What you will do:
(1) In the reflection on missionary motherhood, how old is the child who still wants to nurse?
(2) Write a further paragraph or two that pick up the reflection on missionary motherhood after its final line.

I finally let
myself say it.
I've been waiting
for someone else to say it. Another mom. Another missionary. Anyone really.
But no one ever
did. They'd say, "Wow, how do you do it?" or watch while I fumble--oh
how I fumble--at trying to control screaming, whining, disobedient children, be
a “good” missionary, maintain my sanity.
A house full of
sinners just like me.
And all the while
I kept thinking, "I don't know how I do it. I just know I do because I
don't have a choice." I have been in survival mode for months now and I
just wanted someone to take my stubborn,
I-won't-ask-for-help-but-please-offer-it-and-I’ll-take-it-in-a-hartbeat hand
and say, "It's ok. This thing you're doing, it's hard work."
I wanted
permission to feel overwhelmed and burnt out. I wanted to hear that this
"if-I-can-just-get-through-the-day" mentality is normal at times—or
almost always—and does eventually pass.
But no one ever
said that. Which in my mind just confirmed that something was wrong. I should
be able to do this with a smile on my face and patience in my voice.
Then I read this book and I felt the greatest sense of relief because finally someone said it.
This is hard,
overwhelming, exhausting work.
And I'm doing
just fine.
I'm doing just fine because I realize I
can't do it right on my own.
And I'm learning—learning to lean on the One who can make all things right and
new.
There are days I
can muster up just enough strength to get out of bed after a long night with my
one year old who still wants to nurse and stumble to the kitchen as I remind my
whining, apparently famished older children that, yes, they will get breakfast
this morning, just like every morning.

Data listing:
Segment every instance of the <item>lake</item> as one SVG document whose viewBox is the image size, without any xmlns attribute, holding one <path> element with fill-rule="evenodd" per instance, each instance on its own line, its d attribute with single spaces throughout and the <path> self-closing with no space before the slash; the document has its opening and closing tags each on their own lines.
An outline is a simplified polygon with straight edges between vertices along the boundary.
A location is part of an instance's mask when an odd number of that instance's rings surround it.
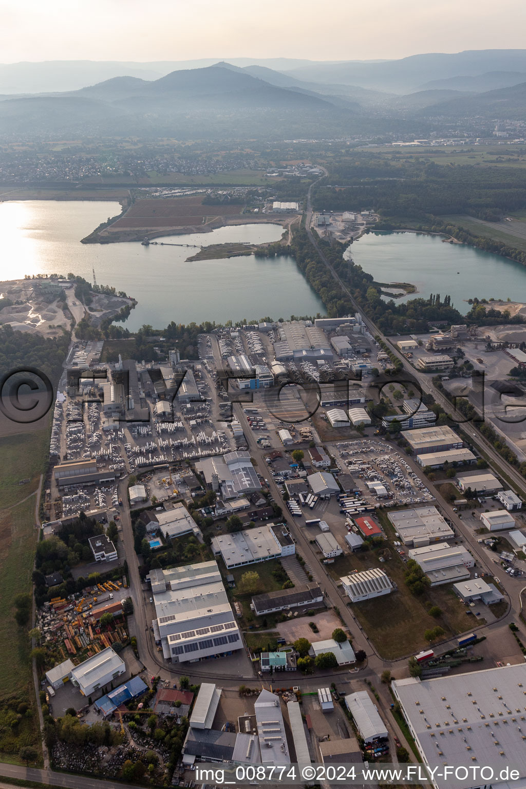
<svg viewBox="0 0 526 789">
<path fill-rule="evenodd" d="M 120 213 L 115 202 L 101 200 L 24 200 L 0 204 L 2 255 L 0 279 L 26 274 L 66 275 L 73 271 L 99 285 L 125 290 L 138 304 L 125 324 L 164 328 L 171 320 L 223 323 L 266 316 L 325 315 L 321 299 L 289 255 L 253 255 L 199 260 L 185 259 L 197 250 L 175 246 L 80 244 L 109 216 Z M 211 233 L 166 236 L 174 244 L 264 243 L 282 237 L 281 225 L 220 227 Z"/>
<path fill-rule="evenodd" d="M 465 314 L 471 308 L 466 300 L 474 296 L 524 299 L 526 268 L 520 263 L 442 238 L 422 233 L 368 233 L 345 254 L 377 282 L 416 286 L 417 294 L 397 301 L 449 294 L 452 305 Z"/>
</svg>

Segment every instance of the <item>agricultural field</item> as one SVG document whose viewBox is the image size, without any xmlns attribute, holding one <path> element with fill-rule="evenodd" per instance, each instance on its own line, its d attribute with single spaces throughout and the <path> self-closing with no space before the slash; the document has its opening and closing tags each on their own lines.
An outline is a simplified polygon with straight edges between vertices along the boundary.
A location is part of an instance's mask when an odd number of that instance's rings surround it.
<svg viewBox="0 0 526 789">
<path fill-rule="evenodd" d="M 474 216 L 462 214 L 453 214 L 441 217 L 445 222 L 451 222 L 460 227 L 464 227 L 469 233 L 494 241 L 502 241 L 509 246 L 526 252 L 526 220 L 521 215 L 524 212 L 510 214 L 512 222 L 486 222 L 477 219 Z"/>
<path fill-rule="evenodd" d="M 241 213 L 242 206 L 203 205 L 203 195 L 156 200 L 138 200 L 110 230 L 163 230 L 207 224 L 207 218 Z"/>
</svg>

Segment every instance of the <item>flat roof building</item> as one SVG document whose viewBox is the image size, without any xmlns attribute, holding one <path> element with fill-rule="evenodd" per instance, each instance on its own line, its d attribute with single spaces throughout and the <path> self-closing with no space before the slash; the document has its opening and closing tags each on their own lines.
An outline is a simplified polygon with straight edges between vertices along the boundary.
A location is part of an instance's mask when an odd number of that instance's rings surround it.
<svg viewBox="0 0 526 789">
<path fill-rule="evenodd" d="M 507 510 L 494 510 L 493 512 L 481 512 L 480 520 L 491 532 L 502 531 L 504 529 L 514 529 L 515 518 Z"/>
<path fill-rule="evenodd" d="M 382 597 L 393 591 L 393 584 L 379 567 L 344 575 L 340 581 L 351 603 L 361 603 L 364 600 Z"/>
<path fill-rule="evenodd" d="M 475 564 L 469 551 L 461 545 L 448 545 L 447 543 L 433 543 L 411 548 L 408 556 L 420 564 L 431 586 L 468 578 L 469 568 Z"/>
<path fill-rule="evenodd" d="M 451 540 L 455 536 L 435 507 L 395 510 L 388 512 L 387 517 L 405 545 L 417 548 Z"/>
<path fill-rule="evenodd" d="M 220 534 L 212 537 L 211 548 L 214 555 L 221 555 L 229 569 L 290 556 L 296 552 L 294 540 L 286 527 L 274 523 Z"/>
<path fill-rule="evenodd" d="M 394 679 L 391 687 L 427 765 L 482 765 L 493 770 L 494 789 L 508 789 L 510 782 L 500 776 L 509 763 L 522 779 L 517 786 L 524 784 L 526 748 L 521 709 L 526 664 L 434 679 Z M 458 720 L 454 725 L 453 711 Z M 432 783 L 435 789 L 472 789 L 484 782 L 479 773 L 474 776 L 467 767 L 458 777 L 454 770 L 447 779 L 435 775 Z"/>
<path fill-rule="evenodd" d="M 190 716 L 189 723 L 192 729 L 211 729 L 220 698 L 221 690 L 218 690 L 215 685 L 201 682 Z"/>
<path fill-rule="evenodd" d="M 325 559 L 334 559 L 343 553 L 338 540 L 330 532 L 322 532 L 321 534 L 316 534 L 314 539 Z"/>
<path fill-rule="evenodd" d="M 441 452 L 427 452 L 425 454 L 417 454 L 416 462 L 423 468 L 429 466 L 431 469 L 442 469 L 444 464 L 449 463 L 475 463 L 476 458 L 471 450 L 447 449 Z"/>
<path fill-rule="evenodd" d="M 338 482 L 328 471 L 318 471 L 307 477 L 308 485 L 315 495 L 321 499 L 330 499 L 331 495 L 340 492 Z"/>
<path fill-rule="evenodd" d="M 348 666 L 351 663 L 356 662 L 354 649 L 349 641 L 336 641 L 334 638 L 327 638 L 325 641 L 312 641 L 310 654 L 313 657 L 317 657 L 318 655 L 322 655 L 326 652 L 333 653 L 338 660 L 338 666 Z"/>
<path fill-rule="evenodd" d="M 91 696 L 125 671 L 124 660 L 109 646 L 76 666 L 70 676 L 73 684 L 78 687 L 83 696 Z"/>
<path fill-rule="evenodd" d="M 513 491 L 499 491 L 497 498 L 503 505 L 505 510 L 510 512 L 513 510 L 520 510 L 522 507 L 522 501 Z"/>
<path fill-rule="evenodd" d="M 367 690 L 358 690 L 345 696 L 345 706 L 366 745 L 377 739 L 387 739 L 386 724 Z"/>
<path fill-rule="evenodd" d="M 264 616 L 278 611 L 288 611 L 303 606 L 317 607 L 323 602 L 323 594 L 315 584 L 293 586 L 289 589 L 278 589 L 255 595 L 252 599 L 251 608 L 256 616 Z"/>
<path fill-rule="evenodd" d="M 493 494 L 502 489 L 502 484 L 493 474 L 472 474 L 469 477 L 457 477 L 457 484 L 460 490 L 470 488 L 475 493 Z"/>
<path fill-rule="evenodd" d="M 416 454 L 461 449 L 463 444 L 462 439 L 447 424 L 404 430 L 402 436 Z"/>
</svg>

Results for the exercise:
(1) One year old.

(2)
I go through my
days of washing dishes piled high and sweeping the floors for the umpteenth time
and wiping noses and settling disputes and running to grab the laundry off the
line because its starting to rain again. Somewhere in there I mean to sit down
and practice the alphabet with my oldest and work on numbers again with my boy,
but my littlest is tired and now it's time for lunch and I need to pump more
water and my washer is beeping at me and a family of Indians just showed up and
well, I'll just remind myself that my kids won't be 30 years old and not know
their numbers and letters.
I look at my life
and remind myself of this:
Raising little
humans is hard work.
Being a wife is
hard work.
Living in the
jungle is complicated, hard, exhausting work.
Constantly
thinking and speaking in your second or third language is mentally exhausting.
Adopting a child
out of birth order, with a traumatic past, and that doesn't speak your first
language is exponentially challenging.
Rarely getting to
speak to or see family and friends is emotionally taxing.
Living in another
culture is frustrating, lonely, exhausting at times.
Now take all
these and add them up and you get a messy, tiring, hard job.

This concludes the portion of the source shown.